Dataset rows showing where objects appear
====================

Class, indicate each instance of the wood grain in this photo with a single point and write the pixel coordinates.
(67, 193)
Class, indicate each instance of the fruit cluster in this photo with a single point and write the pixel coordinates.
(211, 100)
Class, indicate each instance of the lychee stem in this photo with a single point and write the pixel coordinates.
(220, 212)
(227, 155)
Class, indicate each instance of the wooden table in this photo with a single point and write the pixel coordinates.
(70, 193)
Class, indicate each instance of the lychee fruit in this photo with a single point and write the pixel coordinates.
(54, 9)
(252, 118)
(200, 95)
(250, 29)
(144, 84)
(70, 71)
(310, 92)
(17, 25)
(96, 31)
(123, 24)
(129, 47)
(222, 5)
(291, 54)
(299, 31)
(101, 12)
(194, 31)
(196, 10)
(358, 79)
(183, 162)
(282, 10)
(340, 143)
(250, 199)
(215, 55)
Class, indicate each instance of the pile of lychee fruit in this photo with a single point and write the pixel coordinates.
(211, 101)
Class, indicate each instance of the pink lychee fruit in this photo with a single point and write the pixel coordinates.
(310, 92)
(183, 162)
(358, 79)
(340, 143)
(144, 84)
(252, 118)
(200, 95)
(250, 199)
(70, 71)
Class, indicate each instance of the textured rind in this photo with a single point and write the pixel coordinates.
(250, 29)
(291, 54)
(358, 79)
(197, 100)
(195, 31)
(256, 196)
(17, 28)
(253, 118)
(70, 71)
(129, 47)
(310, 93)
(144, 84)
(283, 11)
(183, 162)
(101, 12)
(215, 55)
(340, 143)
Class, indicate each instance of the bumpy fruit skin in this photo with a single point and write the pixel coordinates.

====================

▶ _Job_
Copy the records above verbatim, from the line with "Class, indicate each instance of the textured" through the end of the records, including both the first and last lines.

▶ _Finished answer_
Class, indicate each instance of the textured rind in this photo with a single point and write the pixel coordinates.
(250, 29)
(291, 54)
(358, 79)
(197, 100)
(195, 31)
(256, 196)
(17, 28)
(253, 118)
(70, 71)
(129, 47)
(310, 93)
(144, 84)
(283, 11)
(183, 162)
(101, 12)
(215, 55)
(340, 143)
Class, indicate each instance of the bumpy fruit skin in this photo with a single point and write the pixel coordinates.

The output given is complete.